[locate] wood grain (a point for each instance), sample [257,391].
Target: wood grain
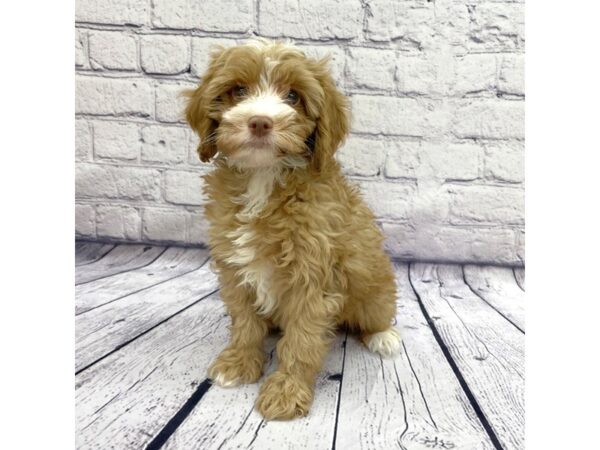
[124,400]
[121,259]
[104,329]
[172,263]
[245,428]
[89,252]
[487,350]
[520,276]
[413,401]
[497,286]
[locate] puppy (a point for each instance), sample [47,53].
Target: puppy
[294,245]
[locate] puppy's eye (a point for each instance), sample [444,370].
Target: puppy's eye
[292,98]
[239,92]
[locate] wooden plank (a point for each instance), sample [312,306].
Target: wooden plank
[175,261]
[487,350]
[226,418]
[520,276]
[121,259]
[413,401]
[89,252]
[497,286]
[102,330]
[123,401]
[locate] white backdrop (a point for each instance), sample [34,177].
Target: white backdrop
[437,96]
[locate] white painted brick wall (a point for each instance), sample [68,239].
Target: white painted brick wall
[437,93]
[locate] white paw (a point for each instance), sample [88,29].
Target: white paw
[386,343]
[221,380]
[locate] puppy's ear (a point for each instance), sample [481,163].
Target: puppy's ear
[333,123]
[198,109]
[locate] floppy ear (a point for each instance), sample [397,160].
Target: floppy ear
[333,123]
[197,111]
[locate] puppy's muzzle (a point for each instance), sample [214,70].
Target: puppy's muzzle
[260,125]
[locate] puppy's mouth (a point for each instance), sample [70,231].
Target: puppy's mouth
[260,142]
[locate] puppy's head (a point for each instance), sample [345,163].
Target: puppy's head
[264,104]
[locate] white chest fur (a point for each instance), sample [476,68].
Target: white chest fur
[255,274]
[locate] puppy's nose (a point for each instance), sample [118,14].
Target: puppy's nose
[260,125]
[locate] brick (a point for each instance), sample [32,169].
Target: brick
[402,159]
[109,96]
[118,222]
[452,162]
[136,183]
[504,161]
[521,246]
[164,144]
[486,204]
[202,47]
[497,119]
[310,19]
[164,225]
[113,50]
[388,200]
[512,75]
[408,26]
[183,188]
[361,62]
[94,181]
[363,157]
[165,54]
[418,75]
[104,181]
[81,59]
[474,73]
[116,140]
[170,103]
[443,243]
[225,15]
[496,27]
[121,12]
[197,228]
[390,115]
[337,63]
[85,221]
[83,140]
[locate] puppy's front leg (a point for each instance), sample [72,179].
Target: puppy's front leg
[242,361]
[307,335]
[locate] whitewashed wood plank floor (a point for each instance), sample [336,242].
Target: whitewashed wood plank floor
[149,321]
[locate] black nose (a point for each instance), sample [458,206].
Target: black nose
[260,125]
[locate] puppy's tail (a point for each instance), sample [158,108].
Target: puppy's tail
[386,343]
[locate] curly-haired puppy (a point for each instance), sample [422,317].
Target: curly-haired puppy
[294,244]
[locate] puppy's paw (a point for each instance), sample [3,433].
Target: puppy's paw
[284,397]
[387,343]
[236,366]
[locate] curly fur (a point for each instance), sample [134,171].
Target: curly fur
[293,243]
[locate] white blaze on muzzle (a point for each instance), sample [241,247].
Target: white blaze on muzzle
[265,103]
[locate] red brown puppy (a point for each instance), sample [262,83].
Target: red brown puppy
[294,244]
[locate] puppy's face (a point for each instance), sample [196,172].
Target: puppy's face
[264,104]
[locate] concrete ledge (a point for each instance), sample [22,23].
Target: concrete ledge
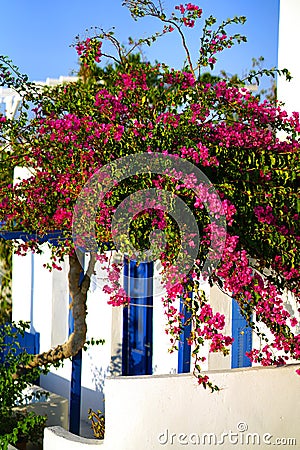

____

Switch each "Target" in the rows above to "Object" and leave everything else unchanged. Give back all the rows without the pictures.

* _Solution_
[locate] wood grain (a point for each instance), sample [257,391].
Object: wood grain
[124,400]
[121,259]
[104,329]
[172,263]
[245,428]
[89,252]
[487,350]
[520,276]
[413,401]
[497,286]
[locate] puppy (a point for each instance), sample [47,53].
Object: puppy
[294,245]
[locate] puppy's eye (a point for each instance), sample [444,370].
Object: puppy's eye
[292,98]
[239,92]
[locate] wooden plank (a point for each instance), sample [312,306].
Object: wooden plank
[175,261]
[487,350]
[226,418]
[520,276]
[121,259]
[413,401]
[89,252]
[497,286]
[102,330]
[123,401]
[locate] white backdrop (a point for each instance), sample [34,177].
Object: white backdrop
[437,96]
[locate] white painted brick wall (a point for each instance), sample [68,239].
Object: white painted brick wall
[437,93]
[locate] white paw (a point for each instance), sample [88,29].
Object: white paw
[386,343]
[221,380]
[locate] puppy's ear (a point for each instance), sample [481,163].
Object: puppy's ear
[333,123]
[198,109]
[locate] floppy ear (a point for each instance), sample [397,160].
Object: floppy ear
[333,123]
[197,111]
[locate] puppy's muzzle (a point for each instance), sample [214,70].
Object: puppy's muzzle
[260,125]
[locate] puppy's mouth (a point for each instance), sample [70,231].
Object: puppy's mouth
[260,142]
[locate] puppy's head (a point for each instance), sample [345,163].
Object: puppy's head
[264,104]
[locate] white chest fur (a point for each instance), sample [476,68].
Object: white chest fur
[255,274]
[locate] puppy's nose (a point for each instance), sample [118,14].
Object: puppy's nose
[260,125]
[locate] brick (a point for each instance), sample [32,169].
Object: brick
[402,159]
[109,96]
[118,222]
[452,162]
[136,183]
[504,161]
[521,246]
[164,144]
[486,204]
[202,47]
[497,119]
[310,19]
[164,225]
[113,50]
[388,200]
[512,75]
[408,26]
[183,188]
[361,62]
[94,181]
[363,157]
[165,54]
[418,75]
[104,181]
[81,59]
[474,73]
[116,140]
[170,103]
[443,243]
[225,15]
[496,27]
[121,12]
[197,228]
[390,115]
[337,63]
[85,221]
[83,140]
[locate] puppy's front leg (a point for each instance), sample [72,179].
Object: puppy's front leg
[242,361]
[307,335]
[locate] whitewashed wood plank floor (a point for each instance), sample [336,242].
Object: whitewashed wood plank floor
[149,321]
[locate] black nose (a point for each instance), sample [458,206].
Object: black nose
[260,125]
[locate] puppy's tail (a point for each instance), sample [158,108].
Object: puppy's tail
[386,343]
[locate] curly-haired puppy (a point for each instance), sample [422,317].
Object: curly-haired puppy
[294,244]
[locate] puppy's paw (a point for each instance), sample [3,433].
Object: puppy's paw
[284,397]
[387,343]
[236,366]
[locate] curly fur (a point for each instance), sample [134,171].
Object: curly fur
[293,243]
[locate] white blaze on muzzle (a point for each instance), sample [241,247].
Object: white blaze on muzzle
[265,103]
[locate] red brown puppy (a point for each instance), sample [262,83].
Object: red brown puppy
[294,244]
[locate] puppy's face (a point for each instance), sample [196,172].
Object: puppy's face
[264,104]
[locate] concrete ledge (a point for each instance), sample [22,23].
Object: concrete ledge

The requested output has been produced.